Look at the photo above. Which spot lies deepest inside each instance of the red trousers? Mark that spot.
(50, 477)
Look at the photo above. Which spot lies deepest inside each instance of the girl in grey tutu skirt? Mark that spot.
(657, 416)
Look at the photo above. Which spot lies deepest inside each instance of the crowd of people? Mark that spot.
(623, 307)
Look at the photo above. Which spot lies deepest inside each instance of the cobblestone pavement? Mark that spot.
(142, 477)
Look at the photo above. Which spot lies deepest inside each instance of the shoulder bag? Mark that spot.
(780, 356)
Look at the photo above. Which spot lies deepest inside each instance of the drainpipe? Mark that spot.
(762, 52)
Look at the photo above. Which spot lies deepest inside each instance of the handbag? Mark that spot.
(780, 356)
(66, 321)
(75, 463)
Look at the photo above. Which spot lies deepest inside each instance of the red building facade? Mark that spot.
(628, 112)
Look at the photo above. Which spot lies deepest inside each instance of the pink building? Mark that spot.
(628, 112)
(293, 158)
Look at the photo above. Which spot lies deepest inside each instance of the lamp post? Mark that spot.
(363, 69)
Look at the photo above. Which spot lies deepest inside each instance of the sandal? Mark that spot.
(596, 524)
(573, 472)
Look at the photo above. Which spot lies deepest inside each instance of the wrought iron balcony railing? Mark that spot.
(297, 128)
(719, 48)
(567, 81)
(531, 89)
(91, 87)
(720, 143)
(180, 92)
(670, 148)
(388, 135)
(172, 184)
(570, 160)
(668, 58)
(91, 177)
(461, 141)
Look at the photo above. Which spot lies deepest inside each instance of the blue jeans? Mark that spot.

Your instructions: Copy every one of the entries above word for word, keeping them in the same order.

Output for this task:
Look at the photo above. Which spot lies deepest inside each instance of the red trousers? Mark that spot.
(50, 477)
Look at the photo above. Which spot lies deepest inside each instance of the girl in grey tutu skirt? Mark that spot.
(657, 416)
Look at the photo above. Which spot lies deepest inside each instance of the crowd of people? Mark that spot.
(623, 307)
Look at the photo above. Which spot lies deepest inside each instance of the cobblestone pavement? Mark that spot.
(142, 477)
Look at the photo above. Which spot lies deepest inside each instance of the shoulder bag? Mark that spot.
(780, 356)
Look at the photo above. Which spot lies deepest inside each instance of the drainpipe? Mark that spot.
(762, 52)
Look at the photo above. Which spot lies deepest inside each instance of the handbag? Mark that spot.
(780, 356)
(66, 321)
(75, 463)
Look at the photo above. Which spot lies deepest inside each instance of the red building facade? Mark that spot.
(628, 112)
Look at the photo above. Which spot lies deepest inside each instance of the pink building? Mark that spot.
(628, 112)
(293, 158)
Look at the photo above. Which spot lies deepest inside each instance of the lamp post? Mark that spot.
(363, 69)
Look at the photo above. Which spot lies deepest inside each instance of the sandal? Mark that spot.
(596, 524)
(573, 472)
Look at the photo above. Which spot lies deepest inside each instance of the wrought iron balcony railing? Mark that spot.
(297, 128)
(719, 48)
(567, 81)
(531, 89)
(91, 87)
(720, 143)
(180, 92)
(670, 148)
(388, 135)
(172, 184)
(570, 160)
(668, 58)
(91, 177)
(461, 141)
Look at the photo above. Which spot lies deepest inside each instance of the blue jeans? Mark that spot.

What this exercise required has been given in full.